- [Task objective] Collect every line in the listing below that contains the word "cheese", and copy each line as it appears.
* start *
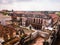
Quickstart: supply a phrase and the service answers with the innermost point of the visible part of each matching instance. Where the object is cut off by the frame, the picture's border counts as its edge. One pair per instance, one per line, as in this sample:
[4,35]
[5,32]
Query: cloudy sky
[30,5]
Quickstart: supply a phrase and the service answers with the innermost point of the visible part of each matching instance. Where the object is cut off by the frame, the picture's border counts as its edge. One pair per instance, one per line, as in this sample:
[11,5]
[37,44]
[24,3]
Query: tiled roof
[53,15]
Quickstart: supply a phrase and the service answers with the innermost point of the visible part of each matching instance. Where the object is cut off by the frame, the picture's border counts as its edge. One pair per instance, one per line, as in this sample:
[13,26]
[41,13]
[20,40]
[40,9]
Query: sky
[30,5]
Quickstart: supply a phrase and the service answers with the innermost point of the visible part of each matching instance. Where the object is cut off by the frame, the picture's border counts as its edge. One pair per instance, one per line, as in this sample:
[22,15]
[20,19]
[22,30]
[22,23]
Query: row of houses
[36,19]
* end *
* start *
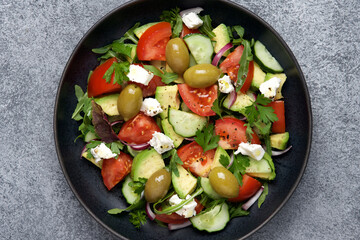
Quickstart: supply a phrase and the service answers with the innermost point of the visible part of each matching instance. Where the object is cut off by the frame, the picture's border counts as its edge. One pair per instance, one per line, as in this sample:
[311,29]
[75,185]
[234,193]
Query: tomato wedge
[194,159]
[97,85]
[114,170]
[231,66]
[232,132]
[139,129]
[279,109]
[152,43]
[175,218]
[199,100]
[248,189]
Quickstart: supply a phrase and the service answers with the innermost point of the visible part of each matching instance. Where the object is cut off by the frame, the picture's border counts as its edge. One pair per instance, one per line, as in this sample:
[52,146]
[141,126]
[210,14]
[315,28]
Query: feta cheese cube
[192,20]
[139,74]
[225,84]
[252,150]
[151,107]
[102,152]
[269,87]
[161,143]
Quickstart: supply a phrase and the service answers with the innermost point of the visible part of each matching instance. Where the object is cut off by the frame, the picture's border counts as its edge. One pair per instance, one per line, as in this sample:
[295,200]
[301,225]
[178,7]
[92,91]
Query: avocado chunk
* end *
* start *
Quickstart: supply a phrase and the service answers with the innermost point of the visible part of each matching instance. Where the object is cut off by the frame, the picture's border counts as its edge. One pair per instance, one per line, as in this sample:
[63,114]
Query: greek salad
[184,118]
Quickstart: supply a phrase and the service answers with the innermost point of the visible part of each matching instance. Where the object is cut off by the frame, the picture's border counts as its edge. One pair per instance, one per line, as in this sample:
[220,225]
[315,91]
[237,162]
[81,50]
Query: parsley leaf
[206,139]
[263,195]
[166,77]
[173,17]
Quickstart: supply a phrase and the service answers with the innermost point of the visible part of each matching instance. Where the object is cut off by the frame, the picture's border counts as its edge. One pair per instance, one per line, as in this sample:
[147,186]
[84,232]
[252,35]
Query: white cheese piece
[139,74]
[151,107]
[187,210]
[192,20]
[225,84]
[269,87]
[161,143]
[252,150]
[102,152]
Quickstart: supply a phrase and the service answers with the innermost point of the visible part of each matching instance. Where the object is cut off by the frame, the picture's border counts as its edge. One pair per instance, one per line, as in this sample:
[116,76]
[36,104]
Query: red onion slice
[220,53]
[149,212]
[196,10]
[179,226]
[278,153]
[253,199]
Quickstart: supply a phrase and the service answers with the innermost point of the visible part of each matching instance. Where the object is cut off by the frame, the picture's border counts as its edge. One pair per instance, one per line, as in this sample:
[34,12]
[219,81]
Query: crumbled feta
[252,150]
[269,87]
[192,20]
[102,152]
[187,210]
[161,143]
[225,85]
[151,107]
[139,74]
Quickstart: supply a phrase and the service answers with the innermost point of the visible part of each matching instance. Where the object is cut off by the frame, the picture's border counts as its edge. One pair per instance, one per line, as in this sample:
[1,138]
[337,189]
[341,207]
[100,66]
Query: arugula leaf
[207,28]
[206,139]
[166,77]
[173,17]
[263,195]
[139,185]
* end *
- [Result of the exercise]
Query: feta cheese cube
Query: white cheese piece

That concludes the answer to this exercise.